(Data):
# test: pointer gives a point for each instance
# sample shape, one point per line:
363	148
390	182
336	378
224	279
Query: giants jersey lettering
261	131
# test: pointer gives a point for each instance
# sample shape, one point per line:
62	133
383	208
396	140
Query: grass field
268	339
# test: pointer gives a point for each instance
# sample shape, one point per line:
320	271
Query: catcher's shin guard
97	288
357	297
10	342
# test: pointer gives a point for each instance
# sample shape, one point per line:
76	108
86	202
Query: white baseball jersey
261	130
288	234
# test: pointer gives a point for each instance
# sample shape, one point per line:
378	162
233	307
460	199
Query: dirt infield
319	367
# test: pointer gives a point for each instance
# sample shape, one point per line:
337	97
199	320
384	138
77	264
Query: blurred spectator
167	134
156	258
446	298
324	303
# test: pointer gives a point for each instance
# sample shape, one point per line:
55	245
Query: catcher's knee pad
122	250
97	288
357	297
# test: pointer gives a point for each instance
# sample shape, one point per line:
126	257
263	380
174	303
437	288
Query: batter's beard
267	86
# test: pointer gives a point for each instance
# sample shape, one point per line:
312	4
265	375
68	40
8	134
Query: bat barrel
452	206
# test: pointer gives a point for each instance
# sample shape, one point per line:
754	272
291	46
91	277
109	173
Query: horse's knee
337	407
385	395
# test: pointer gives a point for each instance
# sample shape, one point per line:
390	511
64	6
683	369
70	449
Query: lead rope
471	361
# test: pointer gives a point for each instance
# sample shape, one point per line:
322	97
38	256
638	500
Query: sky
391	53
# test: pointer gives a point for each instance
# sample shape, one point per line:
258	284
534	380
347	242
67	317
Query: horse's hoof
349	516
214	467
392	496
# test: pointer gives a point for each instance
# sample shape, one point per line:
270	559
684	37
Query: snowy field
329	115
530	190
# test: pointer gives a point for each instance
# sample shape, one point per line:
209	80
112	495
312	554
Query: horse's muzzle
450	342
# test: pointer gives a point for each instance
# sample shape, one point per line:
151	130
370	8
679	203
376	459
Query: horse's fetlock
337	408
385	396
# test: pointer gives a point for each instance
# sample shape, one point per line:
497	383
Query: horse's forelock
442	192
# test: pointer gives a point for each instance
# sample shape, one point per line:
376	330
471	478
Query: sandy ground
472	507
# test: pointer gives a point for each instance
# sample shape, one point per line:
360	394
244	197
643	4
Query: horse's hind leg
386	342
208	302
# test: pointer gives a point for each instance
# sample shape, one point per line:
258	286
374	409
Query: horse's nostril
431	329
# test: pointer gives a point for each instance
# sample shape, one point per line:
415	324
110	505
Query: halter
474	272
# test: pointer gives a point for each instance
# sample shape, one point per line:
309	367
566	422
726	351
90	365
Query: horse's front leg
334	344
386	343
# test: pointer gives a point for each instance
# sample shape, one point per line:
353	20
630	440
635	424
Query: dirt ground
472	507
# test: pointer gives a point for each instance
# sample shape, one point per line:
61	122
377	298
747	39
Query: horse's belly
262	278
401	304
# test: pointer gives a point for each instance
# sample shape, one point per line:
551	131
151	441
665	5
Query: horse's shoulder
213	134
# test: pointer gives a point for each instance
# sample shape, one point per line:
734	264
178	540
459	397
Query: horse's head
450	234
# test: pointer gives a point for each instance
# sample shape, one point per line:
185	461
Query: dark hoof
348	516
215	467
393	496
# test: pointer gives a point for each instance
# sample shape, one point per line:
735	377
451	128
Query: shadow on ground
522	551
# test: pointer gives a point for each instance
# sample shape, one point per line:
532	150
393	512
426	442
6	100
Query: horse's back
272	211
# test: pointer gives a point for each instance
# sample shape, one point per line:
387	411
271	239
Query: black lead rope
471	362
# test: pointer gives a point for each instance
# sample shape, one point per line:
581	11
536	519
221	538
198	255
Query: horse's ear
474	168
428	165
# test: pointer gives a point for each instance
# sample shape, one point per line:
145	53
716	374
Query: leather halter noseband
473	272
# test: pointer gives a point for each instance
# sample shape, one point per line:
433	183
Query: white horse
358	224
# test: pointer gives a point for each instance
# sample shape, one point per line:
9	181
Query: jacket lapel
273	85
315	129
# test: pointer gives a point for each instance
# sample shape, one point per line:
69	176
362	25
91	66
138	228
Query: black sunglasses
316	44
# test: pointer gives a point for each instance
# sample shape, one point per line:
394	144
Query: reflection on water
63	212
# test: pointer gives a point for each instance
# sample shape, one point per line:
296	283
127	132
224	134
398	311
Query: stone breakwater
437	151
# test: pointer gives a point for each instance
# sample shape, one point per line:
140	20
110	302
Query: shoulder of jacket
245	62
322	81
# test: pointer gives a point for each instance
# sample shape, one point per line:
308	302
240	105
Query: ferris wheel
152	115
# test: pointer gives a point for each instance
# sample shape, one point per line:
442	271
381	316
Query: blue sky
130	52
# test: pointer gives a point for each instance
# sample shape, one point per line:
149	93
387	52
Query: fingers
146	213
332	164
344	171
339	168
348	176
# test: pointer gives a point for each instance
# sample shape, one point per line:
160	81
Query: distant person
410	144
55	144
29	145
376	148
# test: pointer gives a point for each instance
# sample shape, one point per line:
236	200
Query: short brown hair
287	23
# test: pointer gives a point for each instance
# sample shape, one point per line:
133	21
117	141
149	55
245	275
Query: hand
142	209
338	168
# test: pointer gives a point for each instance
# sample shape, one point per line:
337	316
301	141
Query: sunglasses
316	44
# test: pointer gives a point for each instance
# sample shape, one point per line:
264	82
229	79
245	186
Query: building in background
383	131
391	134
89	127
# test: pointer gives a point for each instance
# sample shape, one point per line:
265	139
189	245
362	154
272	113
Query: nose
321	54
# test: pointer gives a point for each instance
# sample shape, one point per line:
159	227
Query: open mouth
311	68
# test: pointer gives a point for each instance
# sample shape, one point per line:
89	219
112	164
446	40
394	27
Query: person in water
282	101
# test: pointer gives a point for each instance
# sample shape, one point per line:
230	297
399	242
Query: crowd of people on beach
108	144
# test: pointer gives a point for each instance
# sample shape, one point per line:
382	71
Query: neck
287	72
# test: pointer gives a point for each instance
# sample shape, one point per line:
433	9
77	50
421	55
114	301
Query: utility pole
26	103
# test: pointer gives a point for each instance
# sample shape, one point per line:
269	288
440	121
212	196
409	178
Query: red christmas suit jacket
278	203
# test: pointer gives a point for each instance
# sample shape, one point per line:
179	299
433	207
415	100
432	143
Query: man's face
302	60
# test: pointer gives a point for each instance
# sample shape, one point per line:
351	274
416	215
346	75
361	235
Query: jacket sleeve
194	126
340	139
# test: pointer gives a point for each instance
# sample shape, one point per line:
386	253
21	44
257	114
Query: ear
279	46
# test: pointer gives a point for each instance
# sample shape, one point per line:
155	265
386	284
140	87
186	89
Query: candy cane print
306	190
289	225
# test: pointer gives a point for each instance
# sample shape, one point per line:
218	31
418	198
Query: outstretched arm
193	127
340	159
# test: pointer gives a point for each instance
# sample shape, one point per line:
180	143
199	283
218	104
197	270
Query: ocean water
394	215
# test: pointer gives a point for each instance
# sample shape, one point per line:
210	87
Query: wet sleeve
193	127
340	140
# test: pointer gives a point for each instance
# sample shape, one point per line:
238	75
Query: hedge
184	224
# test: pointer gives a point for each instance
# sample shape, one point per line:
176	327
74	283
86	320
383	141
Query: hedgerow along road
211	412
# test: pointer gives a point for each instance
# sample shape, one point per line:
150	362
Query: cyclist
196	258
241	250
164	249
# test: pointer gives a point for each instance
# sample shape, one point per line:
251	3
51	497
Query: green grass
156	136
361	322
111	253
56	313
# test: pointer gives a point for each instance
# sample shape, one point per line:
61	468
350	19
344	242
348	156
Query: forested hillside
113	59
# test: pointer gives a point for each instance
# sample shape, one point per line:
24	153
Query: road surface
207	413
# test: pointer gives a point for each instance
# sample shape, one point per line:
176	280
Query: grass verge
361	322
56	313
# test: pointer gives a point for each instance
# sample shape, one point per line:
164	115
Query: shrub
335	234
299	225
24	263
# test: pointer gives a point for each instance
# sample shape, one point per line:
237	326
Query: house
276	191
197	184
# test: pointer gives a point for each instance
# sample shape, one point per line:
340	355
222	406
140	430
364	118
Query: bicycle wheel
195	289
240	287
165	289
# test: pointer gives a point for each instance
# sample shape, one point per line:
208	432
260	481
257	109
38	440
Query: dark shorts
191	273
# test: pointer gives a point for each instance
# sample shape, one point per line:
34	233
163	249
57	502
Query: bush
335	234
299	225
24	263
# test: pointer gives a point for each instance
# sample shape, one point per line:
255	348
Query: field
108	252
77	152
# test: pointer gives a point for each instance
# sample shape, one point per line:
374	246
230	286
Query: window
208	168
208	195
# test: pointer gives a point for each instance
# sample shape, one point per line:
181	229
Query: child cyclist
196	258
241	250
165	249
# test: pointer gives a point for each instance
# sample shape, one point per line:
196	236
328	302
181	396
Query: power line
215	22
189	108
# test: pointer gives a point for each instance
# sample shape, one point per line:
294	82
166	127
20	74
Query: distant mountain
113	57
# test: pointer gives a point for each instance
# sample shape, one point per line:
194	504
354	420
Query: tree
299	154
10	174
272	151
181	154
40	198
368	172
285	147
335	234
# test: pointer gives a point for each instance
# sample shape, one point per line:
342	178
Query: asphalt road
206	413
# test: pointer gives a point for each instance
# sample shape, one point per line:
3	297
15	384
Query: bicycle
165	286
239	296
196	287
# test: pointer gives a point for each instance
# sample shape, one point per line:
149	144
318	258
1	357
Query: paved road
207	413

(Written instruction): Identify every line in the records above that contains the word "white" and copy each of those lines.

(Exercise solution):
Query: white baseball jersey
Query: white horse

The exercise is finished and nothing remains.